- TEXT SHOWN -
┄┄┄┄┄┄

The CDC accession number consists of the state abbreviation followed by the last two digits of the collection year, except for isolate 80CA2178 in which these two identifiers are reversed. The following digits are unique identifiers. The extension abbreviations on each accession number are as follows: rf, Red Feather; liv, Livermore; e, Pawnee National Grasslands east; w, Pawnee National Grasslands west; rl, Red Lion National Wildlife Refuge; del, Delta County; mes, Mesa County.

b

Isolates representing temporal comparison.

CDC, Centers for Disease Prevention and Control.

┄┄┄┄┄┄

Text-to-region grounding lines
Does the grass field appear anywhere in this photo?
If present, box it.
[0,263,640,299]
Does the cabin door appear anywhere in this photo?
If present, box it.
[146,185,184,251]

┄┄┄┄┄┄

- TASK REQUIREMENTS -
Echo the note on CDC accession numbers above, beginning at the words that contain "The CDC accession" and stopping after "Prevention and Control.".

- ANSWER TO THIS TASK -
The CDC accession number consists of the state abbreviation followed by the last two digits of the collection year, except for isolate 80CA2178 in which these two identifiers are reversed. The following digits are unique identifiers. The extension abbreviations on each accession number are as follows: rf, Red Feather; liv, Livermore; e, Pawnee National Grasslands east; w, Pawnee National Grasslands west; rl, Red Lion National Wildlife Refuge; del, Delta County; mes, Mesa County.

b

Isolates representing temporal comparison.

CDC, Centers for Disease Prevention and Control.